Input material ::
....................
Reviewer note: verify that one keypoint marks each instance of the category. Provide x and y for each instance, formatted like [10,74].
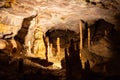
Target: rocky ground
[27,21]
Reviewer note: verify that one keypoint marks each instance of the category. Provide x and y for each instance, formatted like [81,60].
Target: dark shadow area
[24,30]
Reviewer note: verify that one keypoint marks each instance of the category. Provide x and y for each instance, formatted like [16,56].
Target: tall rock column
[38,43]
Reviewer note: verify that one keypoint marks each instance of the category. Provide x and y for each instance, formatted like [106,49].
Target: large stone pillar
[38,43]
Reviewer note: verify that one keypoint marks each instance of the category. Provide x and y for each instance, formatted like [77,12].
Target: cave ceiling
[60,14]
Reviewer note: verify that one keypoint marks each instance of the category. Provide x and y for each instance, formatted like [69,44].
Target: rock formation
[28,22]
....................
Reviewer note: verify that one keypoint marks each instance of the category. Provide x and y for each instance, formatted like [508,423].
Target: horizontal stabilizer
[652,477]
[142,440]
....................
Description of the task ::
Count the lines in the material above that contain the string "Target", treating uppercase and lowercase as different, and reply with only that number.

Written response ::
7